• TRECHO APRESENTADO:
* * * *
Miracleman é um personagem não tão reconhecido porém incrivelmente importante para os quadrinhos, o cinema e diversas mídias de entretenimento, tudo por causa do arco de historias escrito por Alan Moore nos anos 80, e acho que pode ser legal fazer uma pequena matéria sobre o herói "perdido" da era de ouro.
Tudo começou como quase tudo começou em revistas de super herói, com o Superman. Depois da criação e do Superman em 1938 na revista Action Comics, o mundo viu um novo gênero de historias, um novo tipo de personagem, que fez sucesso, muito sucesso.
O personagem vendia tanto que, obviamente, outras empresas logo iriam criar seus próprios Supermen, personagens semelhantes que pudessem atrair uma parcela de público, mas apenas aqueles com um grande diferencial iriam fazer sucesso similar, ou maior, e foi o caso do Capitão Marvel, criado em 1939 pela Fawcett Comics.
O Capitão Marvel era meio semelhante com o Superman em diversos aspectos, ele é forte, rápido, e sua identidade secreta é um repórter, mas qual o grande diferencial? A tal identidade secreta, Billy Batson, era apenas uma criança, um garoto de 8 anos, que com uma palavra magica, "Shazam!", se transforma no poderoso herói Marvel.
Durante os anos 40 o Capitão Marvel se tornaria tão popular quanto o Superman, seria exportado para a Europa, e inclusive venderia mais edições mensalmente do que o azulão.
O herói com o poder dos deuses tinha toda uma família de personagens, Mary Marvel, Shazam Junior, vilões caricatos, e até um tigre super poderoso.
Em 1941 a National Comics, empresa que publicava as historias do Superman e que eventualmente se tornaria DC Comics, processou a Fawcett, acusando a empresa de que o Capitão Marvel era uma copia do Homem de Aço, e dos direitos autorais da empresa. Com base nisso a National venceu o processo, eu não sei se era verdade, mas fica pra você decidir.
A vitória dos tribunais da National Comics terminou com a Fawcett concordando em acabar com a publicação do Capitão Marvel em 1953, e pouco tempo depois empresa toda encerraria sua divisão de historias em quadrinhos, culminando com a venda de todos os seus personagens, incluindo o Capitão Marvel, para a DC Comics.
* * * *
• MATERIAL FORNECIDO:
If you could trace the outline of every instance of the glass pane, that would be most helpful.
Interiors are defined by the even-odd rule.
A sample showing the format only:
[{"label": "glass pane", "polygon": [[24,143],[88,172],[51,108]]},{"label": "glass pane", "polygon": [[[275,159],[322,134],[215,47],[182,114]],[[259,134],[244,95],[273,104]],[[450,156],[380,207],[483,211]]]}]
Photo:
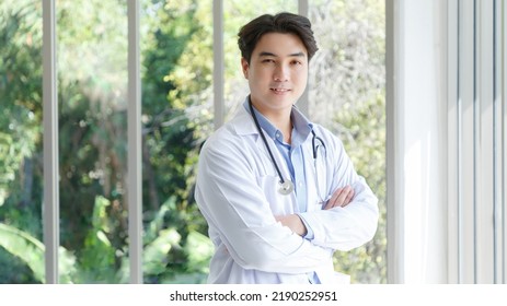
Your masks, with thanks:
[{"label": "glass pane", "polygon": [[43,283],[42,5],[0,12],[0,283]]},{"label": "glass pane", "polygon": [[126,2],[56,10],[60,244],[74,260],[61,272],[72,283],[128,282]]},{"label": "glass pane", "polygon": [[370,243],[335,254],[336,270],[353,283],[387,282],[384,7],[383,0],[310,2],[319,44],[310,64],[310,117],[342,139],[381,212]]},{"label": "glass pane", "polygon": [[146,283],[203,283],[212,246],[194,167],[212,130],[212,1],[142,1]]}]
* * * *
• INSTRUÇÕES DA TAREFA:
Você pode redigitar, sem nenhuma alteração, a parte do trecho sobre o Capitão Marvel que se inicia nas palavras que contêm "O herói com" e se encerra em "pra você decidir."? Não é preciso consultar o material.

• RESPOSTA ESPERADA:
O herói com o poder dos deuses tinha toda uma família de personagens, Mary Marvel, Shazam Junior, vilões caricatos, e até um tigre super poderoso.
Em 1941 a National Comics, empresa que publicava as historias do Superman e que eventualmente se tornaria DC Comics, processou a Fawcett, acusando a empresa de que o Capitão Marvel era uma copia do Homem de Aço, e dos direitos autorais da empresa. Com base nisso a National venceu o processo, eu não sei se era verdade, mas fica pra você decidir.